## Supplied text:
········
Having a baby the second time around is definitely different. The first time you have a baby (or, in truly heroic fashion, more than one baby) you do everything by the book. Your house becomes more sterile than an operating room. Anything that belongs to the baby that ends up on the floor must be sanitized – or burned. Binkies get boiled, bottles get warmed, baby books get filled in.
But with the second child? This child is lucky to be alive. This child should thank its lucky stars that after the first one (or two), that we didn’t just throw in the towel and admit that this is all we can handle. This child OWES us. So in that respect, the child gets the shaft. Of course it’s still incredibly loved but dirty binkies now get sucked on by the parent and popped back into the mouth, non-sterilized bottles go down cold and baby books (or blogs) get woefully neglected.
And while it’s easy to say that this child will just have to understand that us parents ARE JUST TRYING NOT TO DIE, the truth of the matter is that this child will grow up to be the tougher one. This is the child that won’t be anal retentive because, shoot, its parents let him juggle knives, for crying out loud. This is the child that, while probably having a hefty therapy bill by the time its 30, will at least be able to take a punch, be tougher and prove to the world that he or she can compete with anyone.
So, while the first (or two) will grow up knowing that running with scissors is bad, the baby will grow up daring the world to toss her some scissors and get the hell out of the way. Yes, she won’t have a baby book but she’ll be making history nonetheless.
And her immune system will kick ass.
········
## Record extracts:
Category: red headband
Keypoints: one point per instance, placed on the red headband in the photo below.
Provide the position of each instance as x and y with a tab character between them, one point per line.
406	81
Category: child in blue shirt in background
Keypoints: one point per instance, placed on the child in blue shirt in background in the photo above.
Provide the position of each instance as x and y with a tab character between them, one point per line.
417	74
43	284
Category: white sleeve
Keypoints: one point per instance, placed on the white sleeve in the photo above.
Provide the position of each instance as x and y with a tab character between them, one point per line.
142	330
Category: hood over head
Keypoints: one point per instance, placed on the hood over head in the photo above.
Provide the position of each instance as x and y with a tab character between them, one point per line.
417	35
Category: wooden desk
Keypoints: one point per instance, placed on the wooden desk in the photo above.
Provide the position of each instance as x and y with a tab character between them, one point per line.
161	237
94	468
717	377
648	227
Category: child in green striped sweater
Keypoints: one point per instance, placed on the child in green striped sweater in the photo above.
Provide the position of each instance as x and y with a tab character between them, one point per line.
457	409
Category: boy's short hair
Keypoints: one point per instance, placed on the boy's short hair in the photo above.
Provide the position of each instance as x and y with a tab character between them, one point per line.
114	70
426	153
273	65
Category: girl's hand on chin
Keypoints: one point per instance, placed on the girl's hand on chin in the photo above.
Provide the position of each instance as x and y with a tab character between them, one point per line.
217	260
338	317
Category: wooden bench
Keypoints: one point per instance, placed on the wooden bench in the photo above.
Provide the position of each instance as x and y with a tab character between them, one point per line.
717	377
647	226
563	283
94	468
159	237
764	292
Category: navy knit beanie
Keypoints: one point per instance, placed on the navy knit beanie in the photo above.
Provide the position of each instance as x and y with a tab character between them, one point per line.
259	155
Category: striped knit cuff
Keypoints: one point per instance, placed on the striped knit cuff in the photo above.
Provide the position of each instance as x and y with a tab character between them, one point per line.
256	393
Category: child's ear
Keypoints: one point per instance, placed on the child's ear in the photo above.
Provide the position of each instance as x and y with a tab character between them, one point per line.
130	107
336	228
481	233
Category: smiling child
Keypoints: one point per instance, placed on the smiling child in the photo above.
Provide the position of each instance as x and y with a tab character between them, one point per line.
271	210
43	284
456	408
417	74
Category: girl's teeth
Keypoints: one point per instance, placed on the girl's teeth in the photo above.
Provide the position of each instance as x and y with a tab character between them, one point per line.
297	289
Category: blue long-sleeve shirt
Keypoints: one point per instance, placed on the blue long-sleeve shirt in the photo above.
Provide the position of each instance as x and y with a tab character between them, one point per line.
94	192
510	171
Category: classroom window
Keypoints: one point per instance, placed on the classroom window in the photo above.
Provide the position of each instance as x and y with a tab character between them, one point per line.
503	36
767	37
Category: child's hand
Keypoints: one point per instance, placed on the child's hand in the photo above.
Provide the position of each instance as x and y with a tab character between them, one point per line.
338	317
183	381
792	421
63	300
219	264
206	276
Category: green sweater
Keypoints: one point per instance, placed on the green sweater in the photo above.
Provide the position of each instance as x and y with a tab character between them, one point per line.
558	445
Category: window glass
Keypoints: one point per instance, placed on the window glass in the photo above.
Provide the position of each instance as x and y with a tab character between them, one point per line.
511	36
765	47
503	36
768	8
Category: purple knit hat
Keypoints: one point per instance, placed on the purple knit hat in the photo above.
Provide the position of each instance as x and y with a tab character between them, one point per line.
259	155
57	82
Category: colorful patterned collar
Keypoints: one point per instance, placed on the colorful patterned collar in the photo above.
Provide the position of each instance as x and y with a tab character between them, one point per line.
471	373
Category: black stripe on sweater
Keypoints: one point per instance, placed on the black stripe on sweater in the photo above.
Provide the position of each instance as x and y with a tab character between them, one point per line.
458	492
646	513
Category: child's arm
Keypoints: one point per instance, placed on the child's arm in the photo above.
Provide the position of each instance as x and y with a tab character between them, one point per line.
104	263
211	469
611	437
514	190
········
## What the task requires:
According to the passage about having a second baby, what happens to the second child's binkies, bottles, and baby books? List each one. Rely solely on the passage about having a second baby.

## Response:
- Dirty binkies get sucked on by the parent and popped back into the mouth.
- Non-sterilized bottles go down cold.
- Baby books (or blogs) get woefully neglected.